[Given data — start]

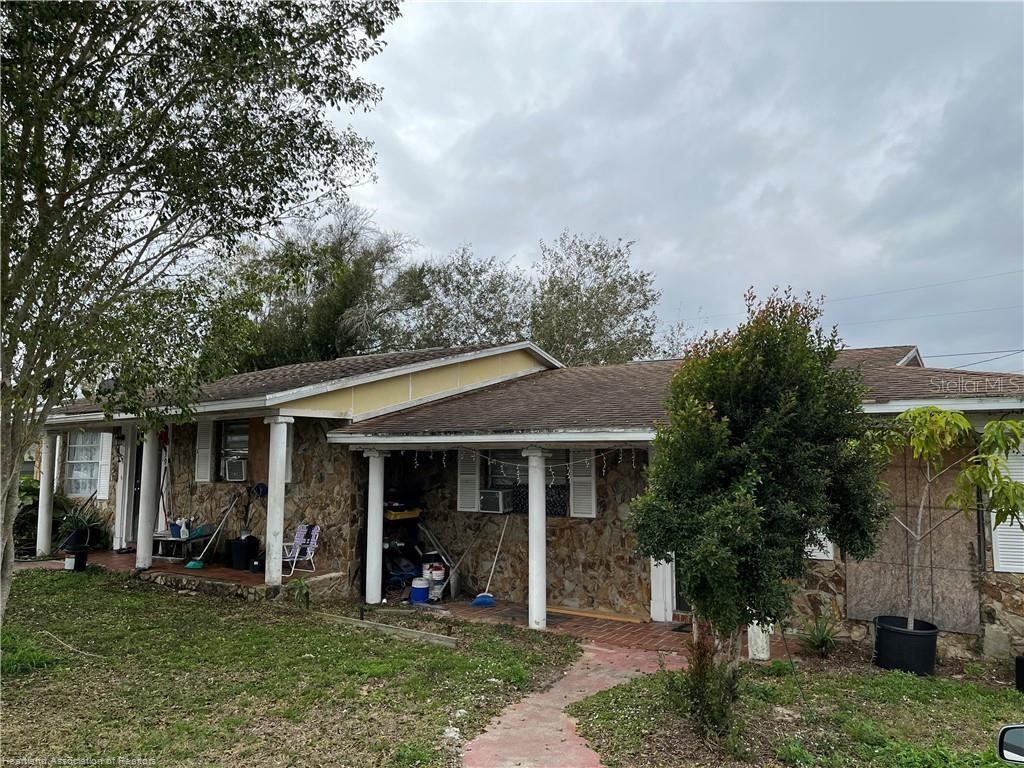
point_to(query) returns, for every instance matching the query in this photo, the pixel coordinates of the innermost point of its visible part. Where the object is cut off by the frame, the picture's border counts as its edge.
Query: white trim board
(390, 373)
(561, 438)
(443, 393)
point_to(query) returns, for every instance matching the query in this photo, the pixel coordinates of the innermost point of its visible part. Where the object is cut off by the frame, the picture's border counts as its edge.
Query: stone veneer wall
(591, 562)
(329, 488)
(1000, 596)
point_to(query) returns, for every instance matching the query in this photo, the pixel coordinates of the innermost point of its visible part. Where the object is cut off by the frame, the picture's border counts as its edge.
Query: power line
(970, 354)
(989, 359)
(888, 292)
(922, 288)
(937, 314)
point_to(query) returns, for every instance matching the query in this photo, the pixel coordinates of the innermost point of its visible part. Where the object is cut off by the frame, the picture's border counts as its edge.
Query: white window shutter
(204, 452)
(469, 481)
(1008, 539)
(583, 484)
(1008, 547)
(825, 550)
(103, 479)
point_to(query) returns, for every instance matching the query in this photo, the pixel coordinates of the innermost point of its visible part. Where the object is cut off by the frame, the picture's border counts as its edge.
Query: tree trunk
(915, 540)
(9, 471)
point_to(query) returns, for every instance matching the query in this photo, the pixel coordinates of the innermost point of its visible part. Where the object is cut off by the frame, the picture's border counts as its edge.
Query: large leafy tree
(592, 305)
(470, 300)
(341, 290)
(765, 450)
(140, 142)
(945, 441)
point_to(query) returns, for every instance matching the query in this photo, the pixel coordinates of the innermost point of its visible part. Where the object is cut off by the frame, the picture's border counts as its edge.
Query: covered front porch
(150, 477)
(542, 517)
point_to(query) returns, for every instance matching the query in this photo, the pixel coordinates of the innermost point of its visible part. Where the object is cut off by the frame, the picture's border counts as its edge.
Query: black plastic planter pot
(897, 647)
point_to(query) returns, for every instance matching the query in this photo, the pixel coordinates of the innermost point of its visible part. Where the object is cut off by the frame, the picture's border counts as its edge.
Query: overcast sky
(843, 150)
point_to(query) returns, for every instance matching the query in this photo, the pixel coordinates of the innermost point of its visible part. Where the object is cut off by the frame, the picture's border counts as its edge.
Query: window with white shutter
(469, 481)
(82, 464)
(103, 476)
(204, 452)
(1008, 539)
(583, 484)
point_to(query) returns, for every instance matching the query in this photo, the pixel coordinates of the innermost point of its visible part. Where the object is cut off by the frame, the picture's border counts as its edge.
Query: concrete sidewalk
(537, 732)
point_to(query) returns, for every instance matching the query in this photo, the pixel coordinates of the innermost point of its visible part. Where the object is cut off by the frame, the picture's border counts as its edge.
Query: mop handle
(222, 521)
(497, 552)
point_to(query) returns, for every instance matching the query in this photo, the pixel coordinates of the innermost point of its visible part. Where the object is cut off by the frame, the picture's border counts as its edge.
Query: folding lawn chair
(302, 549)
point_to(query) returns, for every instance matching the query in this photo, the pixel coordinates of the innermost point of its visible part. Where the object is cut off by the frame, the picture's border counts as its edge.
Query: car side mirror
(1012, 743)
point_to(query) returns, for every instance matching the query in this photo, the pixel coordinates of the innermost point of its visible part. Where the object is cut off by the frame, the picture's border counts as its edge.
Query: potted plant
(77, 528)
(945, 442)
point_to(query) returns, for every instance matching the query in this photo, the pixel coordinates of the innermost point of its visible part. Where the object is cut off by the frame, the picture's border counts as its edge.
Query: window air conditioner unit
(496, 502)
(235, 470)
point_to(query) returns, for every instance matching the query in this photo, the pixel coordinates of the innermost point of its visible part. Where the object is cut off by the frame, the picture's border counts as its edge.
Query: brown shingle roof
(632, 396)
(623, 396)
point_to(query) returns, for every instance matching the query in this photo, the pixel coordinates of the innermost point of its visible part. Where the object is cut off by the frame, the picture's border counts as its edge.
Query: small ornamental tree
(944, 441)
(765, 452)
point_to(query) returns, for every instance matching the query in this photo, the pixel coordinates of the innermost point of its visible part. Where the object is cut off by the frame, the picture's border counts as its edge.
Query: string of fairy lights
(549, 467)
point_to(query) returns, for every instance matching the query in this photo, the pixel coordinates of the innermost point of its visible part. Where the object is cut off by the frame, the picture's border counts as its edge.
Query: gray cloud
(840, 148)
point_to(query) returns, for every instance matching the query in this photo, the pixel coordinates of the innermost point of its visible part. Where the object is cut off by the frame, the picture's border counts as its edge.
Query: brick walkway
(537, 732)
(624, 634)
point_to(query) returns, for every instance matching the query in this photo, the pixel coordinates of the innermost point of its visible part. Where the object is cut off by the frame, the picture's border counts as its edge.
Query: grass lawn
(851, 715)
(195, 680)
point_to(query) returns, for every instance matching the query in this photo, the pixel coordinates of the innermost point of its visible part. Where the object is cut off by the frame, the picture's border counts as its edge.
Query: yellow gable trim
(402, 388)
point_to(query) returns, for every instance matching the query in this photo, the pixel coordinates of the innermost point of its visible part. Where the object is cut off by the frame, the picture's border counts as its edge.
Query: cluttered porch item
(302, 549)
(197, 563)
(485, 599)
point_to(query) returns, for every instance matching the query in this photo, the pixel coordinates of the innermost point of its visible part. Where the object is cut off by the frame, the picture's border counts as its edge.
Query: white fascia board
(442, 394)
(990, 404)
(526, 438)
(389, 373)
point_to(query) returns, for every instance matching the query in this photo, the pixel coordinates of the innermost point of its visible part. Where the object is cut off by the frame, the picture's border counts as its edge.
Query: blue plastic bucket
(421, 591)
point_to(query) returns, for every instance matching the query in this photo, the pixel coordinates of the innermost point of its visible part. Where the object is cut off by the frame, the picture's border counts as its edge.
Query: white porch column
(147, 499)
(759, 642)
(538, 541)
(375, 525)
(663, 590)
(275, 478)
(47, 467)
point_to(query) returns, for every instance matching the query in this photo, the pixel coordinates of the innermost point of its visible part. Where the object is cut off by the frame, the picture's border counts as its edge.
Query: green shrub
(820, 636)
(19, 653)
(707, 689)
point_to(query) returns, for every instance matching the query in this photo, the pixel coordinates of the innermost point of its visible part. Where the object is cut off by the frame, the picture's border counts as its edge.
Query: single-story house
(483, 439)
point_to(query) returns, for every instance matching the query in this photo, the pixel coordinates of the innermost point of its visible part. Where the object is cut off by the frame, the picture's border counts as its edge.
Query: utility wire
(971, 354)
(989, 359)
(937, 314)
(888, 292)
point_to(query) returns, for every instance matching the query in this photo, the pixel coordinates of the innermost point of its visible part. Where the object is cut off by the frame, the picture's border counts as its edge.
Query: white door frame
(125, 492)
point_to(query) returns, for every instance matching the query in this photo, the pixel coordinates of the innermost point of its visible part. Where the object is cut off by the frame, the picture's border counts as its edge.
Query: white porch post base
(538, 541)
(759, 642)
(375, 526)
(275, 498)
(148, 500)
(44, 524)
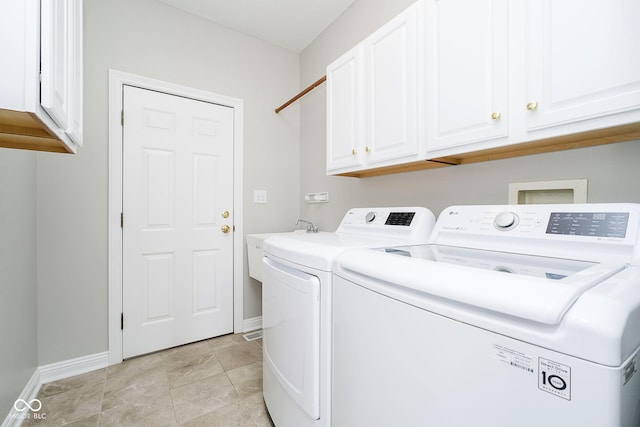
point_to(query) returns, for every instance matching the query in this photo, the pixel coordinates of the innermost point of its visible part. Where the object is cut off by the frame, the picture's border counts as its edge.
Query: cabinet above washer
(41, 84)
(500, 79)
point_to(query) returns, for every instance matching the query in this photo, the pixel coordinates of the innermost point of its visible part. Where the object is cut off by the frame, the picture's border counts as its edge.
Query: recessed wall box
(564, 191)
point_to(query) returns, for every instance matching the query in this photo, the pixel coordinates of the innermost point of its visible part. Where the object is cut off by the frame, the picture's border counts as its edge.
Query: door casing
(117, 80)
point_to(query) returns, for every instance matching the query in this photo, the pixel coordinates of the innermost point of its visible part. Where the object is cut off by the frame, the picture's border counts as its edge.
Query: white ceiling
(292, 24)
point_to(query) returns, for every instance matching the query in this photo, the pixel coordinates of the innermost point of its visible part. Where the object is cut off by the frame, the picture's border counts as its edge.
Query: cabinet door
(55, 57)
(582, 60)
(344, 111)
(392, 92)
(467, 81)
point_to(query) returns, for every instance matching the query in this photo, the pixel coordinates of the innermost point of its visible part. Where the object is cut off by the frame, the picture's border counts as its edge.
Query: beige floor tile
(234, 414)
(196, 369)
(67, 384)
(215, 382)
(144, 410)
(238, 355)
(68, 407)
(247, 379)
(180, 356)
(201, 397)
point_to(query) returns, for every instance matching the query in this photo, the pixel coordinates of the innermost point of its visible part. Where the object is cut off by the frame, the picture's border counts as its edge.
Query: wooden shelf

[Given data — finish]

Copy exactly and only this span: the line with "Query: white porch post base" through the final line of the entries, both ends included, with the pictures left out.

Query: white porch post base
(538, 541)
(759, 642)
(375, 526)
(275, 498)
(148, 500)
(44, 524)
point_to(query) returns, for every instance matching the query in this photo, the pixel coordinates of the innermost point of its visible part. Where the object is cut off by the frame, the picture's border counts as its edge.
Query: cabinet above washer
(41, 84)
(500, 79)
point_to(query) returns, for every instance matching the query in this photo, the pixel coordinates of the innermost point of its visible part. Where the object is cut off by the frame, the picture's border counts as its edge.
Query: recessed wall box
(564, 191)
point_to(query) returns, for every instance matching the query in this photo, the pixel coordinates of the innermost point of its visible part. Where the object is cut off by the frame, the picture's border counts as its edge.
Query: door casing
(117, 80)
point_to(query) returns, for every instance matching the query in this photo, the pixel coordinates of the innermost point of its visible part. Where the object is cut off by the frame, the picture's border counts as its edge.
Query: white ceiling
(292, 24)
point_to(query) returns, for every instance matching the query in this photo, the pixel coordinates of the innermost point of its visible part. Where the object is cut off by the frame, the picture's border counts as its edge.
Query: cabinet door
(55, 57)
(582, 60)
(344, 111)
(392, 92)
(467, 81)
point_to(query) returns, for every instance matching the query in this photo, the pixel coordinates of the innermost point of its visible part. Where the object is cut off by the frame, the picture's border counts as its edge.
Query: beige floor tile
(234, 414)
(196, 369)
(67, 384)
(215, 382)
(144, 410)
(238, 355)
(68, 407)
(247, 379)
(180, 356)
(201, 397)
point_to(query) returns, for every instance matching the query in this photo, the pixel coordinates of the innermost point of its visible part. Where the object is cut off by the frame, the picture's border counts as its edge.
Query: wooden shelf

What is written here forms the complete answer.